(Region pointing data)
───

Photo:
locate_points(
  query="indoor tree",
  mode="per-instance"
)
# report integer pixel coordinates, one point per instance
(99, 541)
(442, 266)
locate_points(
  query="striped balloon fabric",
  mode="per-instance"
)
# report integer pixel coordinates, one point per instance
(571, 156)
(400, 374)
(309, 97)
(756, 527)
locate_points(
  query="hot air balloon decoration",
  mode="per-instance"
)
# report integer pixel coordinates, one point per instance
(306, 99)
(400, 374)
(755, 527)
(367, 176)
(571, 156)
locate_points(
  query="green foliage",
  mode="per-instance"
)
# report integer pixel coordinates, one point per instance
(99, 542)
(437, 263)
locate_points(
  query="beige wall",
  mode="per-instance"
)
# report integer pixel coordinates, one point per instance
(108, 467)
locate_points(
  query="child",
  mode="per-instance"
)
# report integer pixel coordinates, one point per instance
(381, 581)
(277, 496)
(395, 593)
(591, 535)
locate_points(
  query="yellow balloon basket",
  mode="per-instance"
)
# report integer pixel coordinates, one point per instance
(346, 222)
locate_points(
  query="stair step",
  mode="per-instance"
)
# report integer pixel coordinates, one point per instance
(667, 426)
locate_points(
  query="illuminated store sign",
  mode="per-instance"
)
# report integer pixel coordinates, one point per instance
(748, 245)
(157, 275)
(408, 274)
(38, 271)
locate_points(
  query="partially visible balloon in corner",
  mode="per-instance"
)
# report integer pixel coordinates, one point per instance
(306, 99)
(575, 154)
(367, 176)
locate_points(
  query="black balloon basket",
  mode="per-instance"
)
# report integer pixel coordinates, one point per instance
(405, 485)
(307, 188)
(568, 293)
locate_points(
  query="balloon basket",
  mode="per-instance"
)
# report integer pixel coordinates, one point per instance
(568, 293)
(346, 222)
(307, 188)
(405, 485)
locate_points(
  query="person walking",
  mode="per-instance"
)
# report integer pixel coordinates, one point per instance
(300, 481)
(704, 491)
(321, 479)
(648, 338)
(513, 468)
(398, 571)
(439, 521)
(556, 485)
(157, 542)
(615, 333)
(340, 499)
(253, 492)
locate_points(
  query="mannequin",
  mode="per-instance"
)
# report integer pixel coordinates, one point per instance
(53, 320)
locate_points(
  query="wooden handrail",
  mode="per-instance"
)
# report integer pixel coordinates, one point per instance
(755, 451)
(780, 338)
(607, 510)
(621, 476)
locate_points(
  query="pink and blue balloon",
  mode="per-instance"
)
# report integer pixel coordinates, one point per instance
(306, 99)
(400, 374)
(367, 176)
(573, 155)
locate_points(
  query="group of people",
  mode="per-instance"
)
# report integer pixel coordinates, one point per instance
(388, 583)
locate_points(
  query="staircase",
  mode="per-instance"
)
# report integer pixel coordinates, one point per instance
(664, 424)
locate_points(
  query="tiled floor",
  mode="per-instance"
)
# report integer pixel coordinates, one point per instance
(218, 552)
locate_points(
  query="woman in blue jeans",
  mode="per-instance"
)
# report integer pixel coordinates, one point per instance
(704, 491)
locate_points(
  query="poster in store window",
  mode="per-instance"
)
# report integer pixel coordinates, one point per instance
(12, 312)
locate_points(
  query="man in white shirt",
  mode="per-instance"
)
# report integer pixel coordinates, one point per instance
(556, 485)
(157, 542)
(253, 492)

───

▶ [Work item]:
Show every line from the entries above in which "balloon" appears.

▶ [Result of the exercise]:
  query="striped balloon fabric",
  query="hot air balloon decoration",
  query="yellow balloon basket",
  query="partially visible balloon in corner",
  query="black balloon basket",
  query="balloon basket",
  query="pink and blue balloon",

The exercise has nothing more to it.